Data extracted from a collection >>
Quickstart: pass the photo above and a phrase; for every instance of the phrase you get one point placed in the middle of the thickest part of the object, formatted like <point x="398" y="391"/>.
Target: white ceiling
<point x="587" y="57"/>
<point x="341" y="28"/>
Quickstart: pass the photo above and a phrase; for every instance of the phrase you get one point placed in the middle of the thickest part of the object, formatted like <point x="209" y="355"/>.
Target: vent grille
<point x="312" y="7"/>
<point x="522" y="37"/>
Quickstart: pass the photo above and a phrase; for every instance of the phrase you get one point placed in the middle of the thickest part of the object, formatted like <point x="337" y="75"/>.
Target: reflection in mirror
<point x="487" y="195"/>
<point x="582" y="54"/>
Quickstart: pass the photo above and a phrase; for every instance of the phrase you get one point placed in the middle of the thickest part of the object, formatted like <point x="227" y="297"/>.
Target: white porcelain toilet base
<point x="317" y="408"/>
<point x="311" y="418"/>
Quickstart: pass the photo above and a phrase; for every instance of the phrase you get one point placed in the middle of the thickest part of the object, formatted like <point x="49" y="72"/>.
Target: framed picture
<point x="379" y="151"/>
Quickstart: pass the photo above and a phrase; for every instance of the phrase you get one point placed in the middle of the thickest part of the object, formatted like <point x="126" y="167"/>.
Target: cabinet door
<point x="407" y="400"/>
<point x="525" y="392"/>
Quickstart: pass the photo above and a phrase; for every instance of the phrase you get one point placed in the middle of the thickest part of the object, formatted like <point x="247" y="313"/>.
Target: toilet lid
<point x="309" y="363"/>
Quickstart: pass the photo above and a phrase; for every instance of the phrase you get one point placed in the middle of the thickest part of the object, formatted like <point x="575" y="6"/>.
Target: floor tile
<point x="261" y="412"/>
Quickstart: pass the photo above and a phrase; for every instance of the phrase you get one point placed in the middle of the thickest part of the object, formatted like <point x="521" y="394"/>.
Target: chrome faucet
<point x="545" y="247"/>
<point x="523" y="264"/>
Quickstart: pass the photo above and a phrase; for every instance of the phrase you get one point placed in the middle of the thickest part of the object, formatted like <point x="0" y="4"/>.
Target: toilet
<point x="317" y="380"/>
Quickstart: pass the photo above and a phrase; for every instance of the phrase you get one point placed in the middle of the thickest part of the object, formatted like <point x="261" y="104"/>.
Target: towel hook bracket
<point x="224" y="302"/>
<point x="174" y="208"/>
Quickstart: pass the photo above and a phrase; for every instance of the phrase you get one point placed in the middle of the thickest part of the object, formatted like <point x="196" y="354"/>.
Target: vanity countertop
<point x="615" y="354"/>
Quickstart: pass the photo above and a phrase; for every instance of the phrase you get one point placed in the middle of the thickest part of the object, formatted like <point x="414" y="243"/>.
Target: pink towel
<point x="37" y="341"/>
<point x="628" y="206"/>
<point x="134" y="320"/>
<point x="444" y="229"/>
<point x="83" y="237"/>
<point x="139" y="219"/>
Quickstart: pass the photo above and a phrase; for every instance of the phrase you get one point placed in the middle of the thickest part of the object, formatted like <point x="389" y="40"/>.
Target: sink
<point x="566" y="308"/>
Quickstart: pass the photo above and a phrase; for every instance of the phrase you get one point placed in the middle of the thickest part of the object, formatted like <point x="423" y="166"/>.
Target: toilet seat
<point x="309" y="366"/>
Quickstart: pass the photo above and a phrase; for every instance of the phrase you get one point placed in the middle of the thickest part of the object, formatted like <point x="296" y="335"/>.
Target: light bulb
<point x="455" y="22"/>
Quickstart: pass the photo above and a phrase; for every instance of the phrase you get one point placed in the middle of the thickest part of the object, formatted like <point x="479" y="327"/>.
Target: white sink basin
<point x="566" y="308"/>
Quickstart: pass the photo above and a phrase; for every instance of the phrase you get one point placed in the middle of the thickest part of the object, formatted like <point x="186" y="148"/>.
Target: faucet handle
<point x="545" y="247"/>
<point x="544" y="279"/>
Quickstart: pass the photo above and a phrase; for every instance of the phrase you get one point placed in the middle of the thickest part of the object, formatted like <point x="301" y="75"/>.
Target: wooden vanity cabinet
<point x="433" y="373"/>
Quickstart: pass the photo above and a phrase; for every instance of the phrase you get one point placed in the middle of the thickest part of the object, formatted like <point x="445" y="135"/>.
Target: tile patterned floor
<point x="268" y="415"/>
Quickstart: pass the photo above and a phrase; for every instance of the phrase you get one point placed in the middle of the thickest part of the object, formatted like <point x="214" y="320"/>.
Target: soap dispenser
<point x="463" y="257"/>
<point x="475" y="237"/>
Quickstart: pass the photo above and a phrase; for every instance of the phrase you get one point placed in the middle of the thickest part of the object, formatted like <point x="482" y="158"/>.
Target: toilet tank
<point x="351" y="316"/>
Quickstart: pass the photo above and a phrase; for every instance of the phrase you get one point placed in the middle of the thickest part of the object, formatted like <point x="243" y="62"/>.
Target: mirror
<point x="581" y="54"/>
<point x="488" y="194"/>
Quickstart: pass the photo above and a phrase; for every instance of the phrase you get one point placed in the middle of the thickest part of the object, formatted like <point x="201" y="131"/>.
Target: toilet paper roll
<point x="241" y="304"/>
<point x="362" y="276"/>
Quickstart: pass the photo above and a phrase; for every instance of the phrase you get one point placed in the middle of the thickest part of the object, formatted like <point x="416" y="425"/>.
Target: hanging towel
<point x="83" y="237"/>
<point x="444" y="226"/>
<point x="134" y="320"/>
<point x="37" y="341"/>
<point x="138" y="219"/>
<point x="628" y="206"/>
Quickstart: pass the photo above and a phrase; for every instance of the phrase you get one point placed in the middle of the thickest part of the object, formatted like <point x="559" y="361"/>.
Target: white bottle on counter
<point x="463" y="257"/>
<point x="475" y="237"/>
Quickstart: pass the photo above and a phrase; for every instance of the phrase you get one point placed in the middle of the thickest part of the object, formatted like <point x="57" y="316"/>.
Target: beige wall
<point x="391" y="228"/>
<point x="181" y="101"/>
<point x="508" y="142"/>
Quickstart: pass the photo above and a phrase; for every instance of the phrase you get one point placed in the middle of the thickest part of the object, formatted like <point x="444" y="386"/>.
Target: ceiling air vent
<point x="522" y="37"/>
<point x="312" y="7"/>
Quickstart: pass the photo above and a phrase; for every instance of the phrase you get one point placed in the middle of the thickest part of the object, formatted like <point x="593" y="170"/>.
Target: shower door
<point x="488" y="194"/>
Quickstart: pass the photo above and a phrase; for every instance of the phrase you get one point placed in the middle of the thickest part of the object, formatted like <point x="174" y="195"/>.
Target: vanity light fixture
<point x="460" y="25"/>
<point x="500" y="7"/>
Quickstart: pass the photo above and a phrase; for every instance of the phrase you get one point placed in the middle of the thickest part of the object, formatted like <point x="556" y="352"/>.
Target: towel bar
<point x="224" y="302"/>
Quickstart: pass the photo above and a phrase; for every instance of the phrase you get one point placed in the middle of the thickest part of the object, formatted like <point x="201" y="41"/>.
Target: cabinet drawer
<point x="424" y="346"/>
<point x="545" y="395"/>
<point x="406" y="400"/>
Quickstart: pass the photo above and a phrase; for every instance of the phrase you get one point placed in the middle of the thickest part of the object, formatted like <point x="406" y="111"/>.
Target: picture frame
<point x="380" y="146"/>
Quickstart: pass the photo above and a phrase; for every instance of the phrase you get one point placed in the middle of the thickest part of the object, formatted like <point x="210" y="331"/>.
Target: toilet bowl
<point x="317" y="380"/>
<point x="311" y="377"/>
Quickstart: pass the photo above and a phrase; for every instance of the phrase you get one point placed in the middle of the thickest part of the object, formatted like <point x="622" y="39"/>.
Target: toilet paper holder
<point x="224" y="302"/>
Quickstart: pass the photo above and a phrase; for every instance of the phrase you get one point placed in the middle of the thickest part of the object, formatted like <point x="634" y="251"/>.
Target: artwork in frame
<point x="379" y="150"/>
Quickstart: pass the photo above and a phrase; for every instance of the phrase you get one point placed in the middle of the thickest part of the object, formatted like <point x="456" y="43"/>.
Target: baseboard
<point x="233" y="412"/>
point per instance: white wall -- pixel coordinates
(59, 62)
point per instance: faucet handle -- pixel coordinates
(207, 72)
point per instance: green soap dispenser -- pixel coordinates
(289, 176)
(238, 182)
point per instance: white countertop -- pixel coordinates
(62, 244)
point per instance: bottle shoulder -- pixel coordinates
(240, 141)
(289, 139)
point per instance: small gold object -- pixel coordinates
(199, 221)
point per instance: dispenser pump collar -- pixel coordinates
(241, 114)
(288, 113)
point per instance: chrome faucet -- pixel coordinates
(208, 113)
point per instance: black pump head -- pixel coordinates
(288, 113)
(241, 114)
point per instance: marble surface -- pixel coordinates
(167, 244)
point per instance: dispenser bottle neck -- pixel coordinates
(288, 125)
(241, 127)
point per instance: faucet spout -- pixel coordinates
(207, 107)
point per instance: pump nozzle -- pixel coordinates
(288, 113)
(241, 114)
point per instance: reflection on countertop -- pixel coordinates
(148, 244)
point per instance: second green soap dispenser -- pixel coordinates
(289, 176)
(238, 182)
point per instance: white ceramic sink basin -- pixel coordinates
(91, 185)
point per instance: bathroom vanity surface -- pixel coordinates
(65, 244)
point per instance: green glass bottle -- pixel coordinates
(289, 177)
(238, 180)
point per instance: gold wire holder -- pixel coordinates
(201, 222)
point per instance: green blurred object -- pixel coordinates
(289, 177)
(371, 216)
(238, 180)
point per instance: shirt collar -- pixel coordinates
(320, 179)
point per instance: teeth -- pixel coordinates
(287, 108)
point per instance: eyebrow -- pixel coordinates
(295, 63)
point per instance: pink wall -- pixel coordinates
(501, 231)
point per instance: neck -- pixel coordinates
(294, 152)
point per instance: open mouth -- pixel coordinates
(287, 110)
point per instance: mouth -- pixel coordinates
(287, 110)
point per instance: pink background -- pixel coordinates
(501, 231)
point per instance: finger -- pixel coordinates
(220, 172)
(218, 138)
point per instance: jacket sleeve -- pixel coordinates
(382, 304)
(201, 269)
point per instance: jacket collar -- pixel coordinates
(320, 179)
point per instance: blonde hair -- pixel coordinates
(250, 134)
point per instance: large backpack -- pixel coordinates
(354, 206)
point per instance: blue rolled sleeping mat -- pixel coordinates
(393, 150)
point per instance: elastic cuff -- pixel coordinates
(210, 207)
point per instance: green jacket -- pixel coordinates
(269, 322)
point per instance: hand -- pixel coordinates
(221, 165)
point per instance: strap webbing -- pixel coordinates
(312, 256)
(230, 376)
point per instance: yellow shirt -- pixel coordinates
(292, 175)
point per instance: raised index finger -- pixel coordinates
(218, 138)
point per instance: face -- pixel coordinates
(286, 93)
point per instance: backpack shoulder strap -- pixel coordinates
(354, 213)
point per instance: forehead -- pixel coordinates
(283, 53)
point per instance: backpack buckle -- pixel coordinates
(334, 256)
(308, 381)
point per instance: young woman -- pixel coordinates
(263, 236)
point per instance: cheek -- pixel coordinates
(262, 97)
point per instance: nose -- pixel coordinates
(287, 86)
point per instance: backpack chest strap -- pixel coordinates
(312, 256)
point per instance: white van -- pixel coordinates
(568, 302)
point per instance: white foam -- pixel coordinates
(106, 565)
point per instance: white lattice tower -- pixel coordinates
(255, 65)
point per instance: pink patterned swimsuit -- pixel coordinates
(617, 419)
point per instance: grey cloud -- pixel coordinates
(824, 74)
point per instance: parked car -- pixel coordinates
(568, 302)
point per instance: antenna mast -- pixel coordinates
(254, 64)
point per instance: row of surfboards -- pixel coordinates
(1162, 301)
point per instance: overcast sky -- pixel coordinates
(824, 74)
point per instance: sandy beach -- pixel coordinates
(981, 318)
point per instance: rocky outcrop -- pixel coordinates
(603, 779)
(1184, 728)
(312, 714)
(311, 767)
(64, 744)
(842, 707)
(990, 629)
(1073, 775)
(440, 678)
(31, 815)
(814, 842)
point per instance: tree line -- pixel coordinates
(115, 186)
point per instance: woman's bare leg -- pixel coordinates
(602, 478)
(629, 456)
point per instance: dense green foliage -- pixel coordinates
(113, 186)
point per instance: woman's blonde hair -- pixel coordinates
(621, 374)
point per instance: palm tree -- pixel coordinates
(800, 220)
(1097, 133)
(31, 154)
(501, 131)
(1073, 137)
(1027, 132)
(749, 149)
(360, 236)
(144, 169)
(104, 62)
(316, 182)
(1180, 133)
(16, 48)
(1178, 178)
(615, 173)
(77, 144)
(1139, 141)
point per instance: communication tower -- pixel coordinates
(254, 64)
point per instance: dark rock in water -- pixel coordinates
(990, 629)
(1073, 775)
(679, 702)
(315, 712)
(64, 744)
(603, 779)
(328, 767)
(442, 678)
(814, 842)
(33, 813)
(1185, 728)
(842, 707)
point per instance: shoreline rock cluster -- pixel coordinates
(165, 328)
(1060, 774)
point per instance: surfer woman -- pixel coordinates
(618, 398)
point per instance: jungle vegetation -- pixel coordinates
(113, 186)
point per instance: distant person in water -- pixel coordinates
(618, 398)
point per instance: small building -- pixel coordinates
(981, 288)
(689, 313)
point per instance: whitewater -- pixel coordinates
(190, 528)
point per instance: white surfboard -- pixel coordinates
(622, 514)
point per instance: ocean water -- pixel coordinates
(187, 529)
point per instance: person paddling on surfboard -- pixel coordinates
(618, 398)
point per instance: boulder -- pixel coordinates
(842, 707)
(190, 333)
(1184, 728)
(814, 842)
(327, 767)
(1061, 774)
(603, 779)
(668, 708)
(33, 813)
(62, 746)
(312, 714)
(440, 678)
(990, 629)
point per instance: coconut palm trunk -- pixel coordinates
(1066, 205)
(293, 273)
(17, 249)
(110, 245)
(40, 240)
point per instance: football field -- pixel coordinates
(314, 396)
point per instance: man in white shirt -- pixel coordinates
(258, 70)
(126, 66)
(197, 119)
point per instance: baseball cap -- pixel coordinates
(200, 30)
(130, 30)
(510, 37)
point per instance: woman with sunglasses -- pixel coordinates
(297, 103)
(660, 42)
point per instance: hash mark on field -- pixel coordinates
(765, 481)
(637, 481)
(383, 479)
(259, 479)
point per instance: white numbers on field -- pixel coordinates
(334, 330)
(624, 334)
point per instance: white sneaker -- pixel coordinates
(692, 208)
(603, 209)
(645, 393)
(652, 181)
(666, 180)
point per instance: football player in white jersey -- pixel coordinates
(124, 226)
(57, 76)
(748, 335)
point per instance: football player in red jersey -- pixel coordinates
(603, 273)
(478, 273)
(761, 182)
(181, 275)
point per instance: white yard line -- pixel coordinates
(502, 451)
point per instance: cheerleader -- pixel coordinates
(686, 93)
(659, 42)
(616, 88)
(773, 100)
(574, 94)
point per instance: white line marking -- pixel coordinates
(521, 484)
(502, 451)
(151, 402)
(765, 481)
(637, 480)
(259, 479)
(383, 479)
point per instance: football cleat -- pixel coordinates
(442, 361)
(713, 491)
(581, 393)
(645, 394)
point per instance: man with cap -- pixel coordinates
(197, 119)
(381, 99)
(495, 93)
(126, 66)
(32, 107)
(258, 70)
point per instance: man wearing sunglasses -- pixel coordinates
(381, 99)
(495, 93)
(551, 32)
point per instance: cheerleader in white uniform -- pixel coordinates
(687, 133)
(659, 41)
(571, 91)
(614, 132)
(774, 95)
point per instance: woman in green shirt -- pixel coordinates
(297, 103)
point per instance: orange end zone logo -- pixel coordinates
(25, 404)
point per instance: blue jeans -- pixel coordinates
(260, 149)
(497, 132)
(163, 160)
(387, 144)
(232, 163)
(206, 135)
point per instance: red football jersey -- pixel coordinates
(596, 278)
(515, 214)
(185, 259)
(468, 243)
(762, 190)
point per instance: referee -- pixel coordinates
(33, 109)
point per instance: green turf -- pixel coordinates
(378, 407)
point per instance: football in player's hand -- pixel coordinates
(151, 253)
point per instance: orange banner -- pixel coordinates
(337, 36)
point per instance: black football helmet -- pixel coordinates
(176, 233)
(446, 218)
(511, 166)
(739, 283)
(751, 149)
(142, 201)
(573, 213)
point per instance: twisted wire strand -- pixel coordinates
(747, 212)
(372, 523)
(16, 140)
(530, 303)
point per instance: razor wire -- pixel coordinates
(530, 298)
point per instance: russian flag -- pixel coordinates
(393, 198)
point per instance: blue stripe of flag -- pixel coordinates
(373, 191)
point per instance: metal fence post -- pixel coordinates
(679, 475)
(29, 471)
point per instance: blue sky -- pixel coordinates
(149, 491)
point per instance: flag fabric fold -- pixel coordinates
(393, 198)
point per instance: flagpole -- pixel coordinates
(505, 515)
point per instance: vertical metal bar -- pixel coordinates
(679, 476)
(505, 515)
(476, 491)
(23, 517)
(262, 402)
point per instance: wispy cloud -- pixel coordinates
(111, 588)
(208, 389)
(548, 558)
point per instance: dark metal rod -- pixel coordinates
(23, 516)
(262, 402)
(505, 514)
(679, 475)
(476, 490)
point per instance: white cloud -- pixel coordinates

Aim of the task >> Quote only the lines from the line containing "point per instance: dark metal" through the end of the entries, keeping the first and the last.

Result >>
point per instance: dark metal rod -- pixel coordinates
(23, 516)
(262, 402)
(505, 514)
(679, 475)
(476, 490)
point per instance: white cloud -- pixel coordinates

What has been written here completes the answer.